Pull every line containing "billboard" from the entries.

☆ ☆ ☆ ☆ ☆

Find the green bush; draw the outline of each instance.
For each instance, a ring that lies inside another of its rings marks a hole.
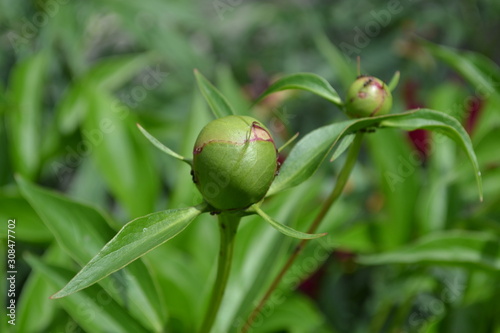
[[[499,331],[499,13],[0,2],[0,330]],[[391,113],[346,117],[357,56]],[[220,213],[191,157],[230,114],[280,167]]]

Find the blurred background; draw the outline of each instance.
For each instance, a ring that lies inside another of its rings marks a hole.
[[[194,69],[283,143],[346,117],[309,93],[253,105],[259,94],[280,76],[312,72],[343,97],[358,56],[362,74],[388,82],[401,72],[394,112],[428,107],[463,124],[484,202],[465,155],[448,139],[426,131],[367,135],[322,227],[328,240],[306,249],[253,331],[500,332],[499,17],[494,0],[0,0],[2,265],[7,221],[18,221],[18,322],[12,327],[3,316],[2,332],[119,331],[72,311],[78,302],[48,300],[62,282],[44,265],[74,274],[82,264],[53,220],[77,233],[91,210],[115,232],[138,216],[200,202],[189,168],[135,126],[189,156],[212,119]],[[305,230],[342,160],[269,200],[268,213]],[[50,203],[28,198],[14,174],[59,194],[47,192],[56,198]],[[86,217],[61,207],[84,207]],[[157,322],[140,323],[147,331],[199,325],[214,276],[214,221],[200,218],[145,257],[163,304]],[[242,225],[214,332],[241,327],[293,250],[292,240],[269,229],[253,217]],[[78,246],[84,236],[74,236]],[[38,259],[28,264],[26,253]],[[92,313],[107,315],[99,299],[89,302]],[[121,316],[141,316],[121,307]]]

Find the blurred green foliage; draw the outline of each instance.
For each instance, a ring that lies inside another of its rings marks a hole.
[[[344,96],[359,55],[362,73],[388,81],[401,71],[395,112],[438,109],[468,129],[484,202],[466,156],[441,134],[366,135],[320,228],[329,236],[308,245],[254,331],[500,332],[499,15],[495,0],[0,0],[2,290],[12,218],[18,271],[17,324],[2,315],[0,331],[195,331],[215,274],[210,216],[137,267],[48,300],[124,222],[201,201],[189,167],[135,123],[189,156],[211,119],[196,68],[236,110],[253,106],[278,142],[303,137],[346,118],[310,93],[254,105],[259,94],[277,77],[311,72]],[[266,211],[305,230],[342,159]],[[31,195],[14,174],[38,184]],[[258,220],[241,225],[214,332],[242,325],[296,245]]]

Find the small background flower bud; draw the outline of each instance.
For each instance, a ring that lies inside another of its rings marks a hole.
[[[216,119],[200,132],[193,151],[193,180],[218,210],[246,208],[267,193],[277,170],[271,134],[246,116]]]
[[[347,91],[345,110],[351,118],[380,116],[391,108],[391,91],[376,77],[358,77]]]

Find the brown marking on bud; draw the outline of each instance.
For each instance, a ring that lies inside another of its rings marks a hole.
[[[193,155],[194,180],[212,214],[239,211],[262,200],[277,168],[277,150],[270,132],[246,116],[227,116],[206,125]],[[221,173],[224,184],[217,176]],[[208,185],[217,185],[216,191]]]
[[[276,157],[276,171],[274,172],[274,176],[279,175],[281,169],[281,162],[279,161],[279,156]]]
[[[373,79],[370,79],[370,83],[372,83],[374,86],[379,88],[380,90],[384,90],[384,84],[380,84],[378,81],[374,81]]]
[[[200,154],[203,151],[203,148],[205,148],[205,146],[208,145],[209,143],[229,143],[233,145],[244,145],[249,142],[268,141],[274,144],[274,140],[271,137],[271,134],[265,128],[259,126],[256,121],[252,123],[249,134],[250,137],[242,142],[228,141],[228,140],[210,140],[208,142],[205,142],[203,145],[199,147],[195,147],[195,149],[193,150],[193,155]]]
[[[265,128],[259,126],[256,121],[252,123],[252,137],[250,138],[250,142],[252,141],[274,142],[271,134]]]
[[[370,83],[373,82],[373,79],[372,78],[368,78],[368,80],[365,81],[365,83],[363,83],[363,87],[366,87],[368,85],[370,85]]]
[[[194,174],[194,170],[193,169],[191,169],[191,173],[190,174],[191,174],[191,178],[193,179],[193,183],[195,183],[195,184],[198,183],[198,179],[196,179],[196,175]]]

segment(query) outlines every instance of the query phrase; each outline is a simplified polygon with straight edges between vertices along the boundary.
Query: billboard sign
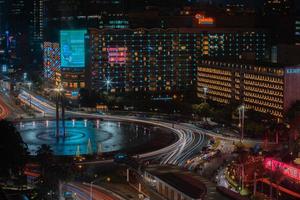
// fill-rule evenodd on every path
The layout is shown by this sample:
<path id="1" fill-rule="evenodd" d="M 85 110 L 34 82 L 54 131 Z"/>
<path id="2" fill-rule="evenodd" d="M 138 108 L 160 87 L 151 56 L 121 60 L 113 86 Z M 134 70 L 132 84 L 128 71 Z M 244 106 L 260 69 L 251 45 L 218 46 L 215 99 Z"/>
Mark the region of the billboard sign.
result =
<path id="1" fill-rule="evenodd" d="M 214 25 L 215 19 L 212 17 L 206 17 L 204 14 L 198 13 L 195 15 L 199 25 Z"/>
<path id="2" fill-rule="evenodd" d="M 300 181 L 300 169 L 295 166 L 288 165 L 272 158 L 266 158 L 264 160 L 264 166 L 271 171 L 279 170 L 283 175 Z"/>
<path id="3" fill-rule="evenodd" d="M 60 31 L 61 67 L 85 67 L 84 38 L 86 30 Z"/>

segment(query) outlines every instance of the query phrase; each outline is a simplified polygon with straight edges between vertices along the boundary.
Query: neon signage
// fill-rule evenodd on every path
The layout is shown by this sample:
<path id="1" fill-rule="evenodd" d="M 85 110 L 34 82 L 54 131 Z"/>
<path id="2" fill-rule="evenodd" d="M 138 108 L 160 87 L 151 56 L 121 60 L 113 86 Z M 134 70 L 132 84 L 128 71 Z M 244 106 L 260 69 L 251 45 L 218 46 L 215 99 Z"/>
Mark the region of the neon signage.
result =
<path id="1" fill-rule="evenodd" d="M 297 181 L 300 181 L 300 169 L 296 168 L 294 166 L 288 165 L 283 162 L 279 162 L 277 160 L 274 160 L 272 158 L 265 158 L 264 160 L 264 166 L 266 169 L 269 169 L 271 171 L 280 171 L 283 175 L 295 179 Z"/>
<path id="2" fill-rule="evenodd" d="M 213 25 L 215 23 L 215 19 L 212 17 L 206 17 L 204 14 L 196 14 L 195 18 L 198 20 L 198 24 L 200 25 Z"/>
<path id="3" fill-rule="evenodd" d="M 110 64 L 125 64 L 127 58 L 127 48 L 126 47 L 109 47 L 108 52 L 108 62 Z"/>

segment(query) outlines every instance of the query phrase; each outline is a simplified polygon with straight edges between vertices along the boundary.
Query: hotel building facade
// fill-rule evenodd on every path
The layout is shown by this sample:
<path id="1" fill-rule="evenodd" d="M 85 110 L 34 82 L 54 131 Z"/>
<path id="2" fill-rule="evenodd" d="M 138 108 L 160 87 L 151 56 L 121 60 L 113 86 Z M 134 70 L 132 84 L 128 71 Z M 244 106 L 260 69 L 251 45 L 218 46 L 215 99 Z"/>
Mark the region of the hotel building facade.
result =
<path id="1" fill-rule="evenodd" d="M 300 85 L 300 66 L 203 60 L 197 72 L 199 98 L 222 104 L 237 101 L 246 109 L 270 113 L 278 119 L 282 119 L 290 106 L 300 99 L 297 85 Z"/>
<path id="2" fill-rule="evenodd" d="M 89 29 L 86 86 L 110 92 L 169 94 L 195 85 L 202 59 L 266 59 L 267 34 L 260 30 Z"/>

☆ ☆ ☆ ☆ ☆

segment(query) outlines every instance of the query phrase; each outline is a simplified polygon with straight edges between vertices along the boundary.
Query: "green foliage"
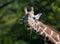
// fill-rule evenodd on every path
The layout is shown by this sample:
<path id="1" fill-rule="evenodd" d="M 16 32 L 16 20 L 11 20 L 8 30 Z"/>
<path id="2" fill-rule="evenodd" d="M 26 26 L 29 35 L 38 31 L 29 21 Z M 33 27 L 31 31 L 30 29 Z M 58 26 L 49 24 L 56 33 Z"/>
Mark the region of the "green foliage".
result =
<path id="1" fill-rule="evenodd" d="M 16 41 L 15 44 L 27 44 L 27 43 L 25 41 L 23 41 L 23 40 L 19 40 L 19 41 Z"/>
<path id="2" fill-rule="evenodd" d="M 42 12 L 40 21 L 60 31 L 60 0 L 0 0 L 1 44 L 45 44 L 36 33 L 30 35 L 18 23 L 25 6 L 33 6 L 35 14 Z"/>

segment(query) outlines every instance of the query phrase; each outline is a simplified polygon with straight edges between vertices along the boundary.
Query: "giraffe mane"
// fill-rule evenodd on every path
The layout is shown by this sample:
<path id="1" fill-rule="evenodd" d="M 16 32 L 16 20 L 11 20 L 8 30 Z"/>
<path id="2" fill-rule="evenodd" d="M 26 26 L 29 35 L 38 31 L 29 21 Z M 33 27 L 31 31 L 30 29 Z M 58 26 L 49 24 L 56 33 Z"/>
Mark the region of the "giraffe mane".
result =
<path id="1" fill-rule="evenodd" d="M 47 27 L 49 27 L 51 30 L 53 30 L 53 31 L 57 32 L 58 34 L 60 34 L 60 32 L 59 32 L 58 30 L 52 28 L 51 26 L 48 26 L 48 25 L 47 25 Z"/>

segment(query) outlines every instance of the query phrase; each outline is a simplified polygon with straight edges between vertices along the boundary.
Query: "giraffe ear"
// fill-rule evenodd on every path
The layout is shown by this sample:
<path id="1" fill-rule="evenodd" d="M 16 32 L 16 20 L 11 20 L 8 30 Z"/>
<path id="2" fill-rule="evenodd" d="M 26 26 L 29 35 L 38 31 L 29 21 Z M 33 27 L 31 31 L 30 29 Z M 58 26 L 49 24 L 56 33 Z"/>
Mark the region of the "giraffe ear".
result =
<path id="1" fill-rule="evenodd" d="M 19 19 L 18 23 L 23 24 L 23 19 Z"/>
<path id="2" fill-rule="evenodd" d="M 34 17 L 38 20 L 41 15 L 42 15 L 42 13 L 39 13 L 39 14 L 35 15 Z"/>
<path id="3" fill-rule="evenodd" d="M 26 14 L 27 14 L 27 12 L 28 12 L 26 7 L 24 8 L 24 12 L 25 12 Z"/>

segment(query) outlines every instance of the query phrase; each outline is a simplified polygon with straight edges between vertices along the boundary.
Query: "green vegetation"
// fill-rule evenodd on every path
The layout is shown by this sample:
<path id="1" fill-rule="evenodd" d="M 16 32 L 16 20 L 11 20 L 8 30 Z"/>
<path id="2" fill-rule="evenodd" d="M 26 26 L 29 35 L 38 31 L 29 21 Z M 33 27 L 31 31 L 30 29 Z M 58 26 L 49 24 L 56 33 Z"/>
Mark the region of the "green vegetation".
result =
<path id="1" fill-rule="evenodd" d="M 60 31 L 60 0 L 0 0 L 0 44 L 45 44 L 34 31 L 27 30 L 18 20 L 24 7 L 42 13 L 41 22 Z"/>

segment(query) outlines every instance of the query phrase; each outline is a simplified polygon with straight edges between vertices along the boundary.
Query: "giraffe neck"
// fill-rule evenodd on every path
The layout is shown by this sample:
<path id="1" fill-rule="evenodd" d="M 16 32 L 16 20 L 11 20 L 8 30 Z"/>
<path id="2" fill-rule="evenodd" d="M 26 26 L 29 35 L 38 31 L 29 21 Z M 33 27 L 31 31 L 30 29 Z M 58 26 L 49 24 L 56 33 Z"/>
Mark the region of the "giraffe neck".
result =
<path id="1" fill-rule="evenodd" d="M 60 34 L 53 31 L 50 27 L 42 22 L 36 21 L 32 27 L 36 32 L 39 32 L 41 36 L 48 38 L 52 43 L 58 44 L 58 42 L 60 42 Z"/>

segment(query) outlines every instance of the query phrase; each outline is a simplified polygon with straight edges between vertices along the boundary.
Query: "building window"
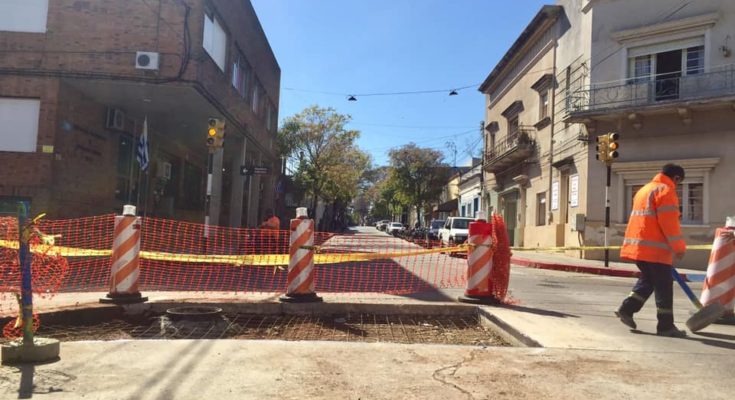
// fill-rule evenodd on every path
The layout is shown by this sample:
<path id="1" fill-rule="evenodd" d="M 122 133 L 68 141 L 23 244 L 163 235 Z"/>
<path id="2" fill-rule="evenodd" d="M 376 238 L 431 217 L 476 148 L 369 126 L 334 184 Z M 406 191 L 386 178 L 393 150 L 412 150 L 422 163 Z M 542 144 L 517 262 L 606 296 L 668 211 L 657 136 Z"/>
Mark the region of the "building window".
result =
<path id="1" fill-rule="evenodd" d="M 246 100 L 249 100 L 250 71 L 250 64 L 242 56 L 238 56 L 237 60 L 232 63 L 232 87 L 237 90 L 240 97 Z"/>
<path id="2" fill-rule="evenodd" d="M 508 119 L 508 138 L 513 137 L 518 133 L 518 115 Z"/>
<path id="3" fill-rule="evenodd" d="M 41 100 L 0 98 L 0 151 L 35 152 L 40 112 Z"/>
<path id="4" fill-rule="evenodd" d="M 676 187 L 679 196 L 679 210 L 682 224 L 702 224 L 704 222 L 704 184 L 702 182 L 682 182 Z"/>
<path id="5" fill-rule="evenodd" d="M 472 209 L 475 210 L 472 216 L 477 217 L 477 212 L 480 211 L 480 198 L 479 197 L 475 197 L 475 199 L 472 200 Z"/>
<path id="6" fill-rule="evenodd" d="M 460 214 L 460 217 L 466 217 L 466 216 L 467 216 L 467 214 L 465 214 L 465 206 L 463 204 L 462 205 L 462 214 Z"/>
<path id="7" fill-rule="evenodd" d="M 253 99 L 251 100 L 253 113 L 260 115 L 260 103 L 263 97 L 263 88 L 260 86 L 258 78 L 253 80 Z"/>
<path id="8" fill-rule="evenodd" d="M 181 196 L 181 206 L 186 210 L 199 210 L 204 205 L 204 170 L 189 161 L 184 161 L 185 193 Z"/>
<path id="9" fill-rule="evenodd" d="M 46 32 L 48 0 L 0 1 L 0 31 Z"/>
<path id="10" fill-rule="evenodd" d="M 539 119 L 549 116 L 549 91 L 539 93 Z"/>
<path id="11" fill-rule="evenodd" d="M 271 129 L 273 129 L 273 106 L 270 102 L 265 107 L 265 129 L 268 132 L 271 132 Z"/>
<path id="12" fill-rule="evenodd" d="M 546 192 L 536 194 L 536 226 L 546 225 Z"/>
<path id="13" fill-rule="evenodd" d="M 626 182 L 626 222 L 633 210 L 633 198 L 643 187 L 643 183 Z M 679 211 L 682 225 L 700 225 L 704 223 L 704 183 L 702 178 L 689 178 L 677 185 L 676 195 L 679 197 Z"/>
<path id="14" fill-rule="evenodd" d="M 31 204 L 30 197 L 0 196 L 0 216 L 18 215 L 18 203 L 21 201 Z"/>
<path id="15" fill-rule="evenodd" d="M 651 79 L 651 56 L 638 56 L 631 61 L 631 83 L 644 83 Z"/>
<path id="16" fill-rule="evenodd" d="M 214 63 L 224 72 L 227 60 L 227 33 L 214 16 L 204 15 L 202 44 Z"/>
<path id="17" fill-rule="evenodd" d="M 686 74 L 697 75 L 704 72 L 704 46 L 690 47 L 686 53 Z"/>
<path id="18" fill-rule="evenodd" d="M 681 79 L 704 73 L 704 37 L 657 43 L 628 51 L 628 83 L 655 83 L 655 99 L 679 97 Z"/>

☆ ☆ ☆ ☆ ☆

Solution for this exercise>
Query: billboard sign
Mark the region of the billboard sign.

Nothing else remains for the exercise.